Problems booting exynos5420 with >1 CPU

Lorenzo Pieralisi lorenzo.pieralisi at arm.com
Mon Jun 9 15:26:05 PDT 2014


On Mon, Jun 09, 2014 at 09:47:42PM +0100, Kevin Hilman wrote:
> Nicolas Pitre <nicolas.pitre at linaro.org> writes:
> 
> > On Sun, 8 Jun 2014, Lorenzo Pieralisi wrote:
> >
> >> On Sun, Jun 08, 2014 at 12:53:34AM +0100, Olof Johansson wrote:
> >> > Lorenzo,
> >> > 
> >> > Since you're emailing from @arm.com, some of this is to the wider
> >> > recipient and maybe not directly to you:
> >> 
> >> I am glad to reply and take blame since this is a debate definitely worth
> >> having.
> >
> > Great.  Because I would like to steer this debate a little towards the 
> > genuine cause rather than sticking to some particular consequences.

I commented on Nico's patch because I did not like how it was
implemented (at least remove the CPU PM notifier calls please, because
they are not needed). I also said that's the only thing he could do,
and I still think that's not a nice way to use the cpu_suspend API
for something it was not designed for, that's what I wanted to say,
period.

> >> Guys, do not get me wrong here. There are fixes that can be deemed
> >> acceptable in an OS, there are fixes that can't. I just can't help thinking
> >> that Nicolas' patch is a nasty hack (and I am far, really really far from
> >> blaming him for that, because that's the only patch that can fix that
> >> issue in the kernel), and he perfectly knows that.
> >
> > You know what?  The more I think about my patch, the more I consider 
> > this should be the standard way of setting up things unconditionally on 
> > _all_ platforms using MCPM.  Why? Because that's the most coherent thing 
> > to do!
> 
> I agree.
> 
> > I really think the kernel should either be responsible for the CCI or it 
> > should not at all.  And conversely for the bootloader.  Right now we 
> > have an implicit requirement that the bootloader should turn on the CCI, 
> > but only for cold boot, and only for the boot cluster, and not for CPU 
> > resuming from idle, and what other case we haven't thought about yet.

++++++

**Requirements**
In the mailing-list message about booting exynos5420 with more than one CPU, what does Lorenzo Pieralisi ask to have removed from Nico's patch?

**Data lines**
++++++

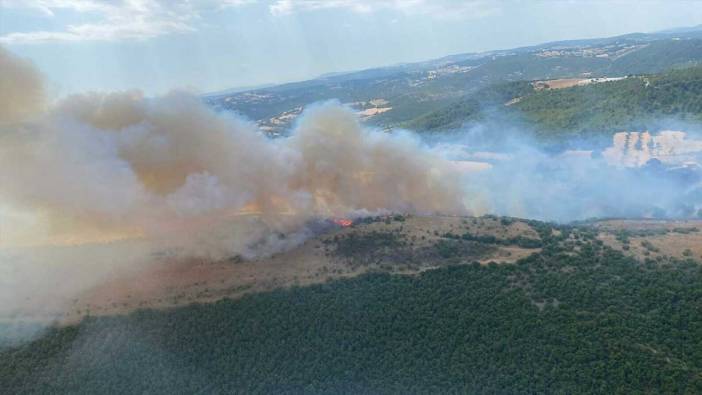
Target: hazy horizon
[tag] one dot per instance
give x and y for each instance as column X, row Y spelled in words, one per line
column 208, row 46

++++++

**Written answer**
The CPU PM notifier calls, which he says are not needed.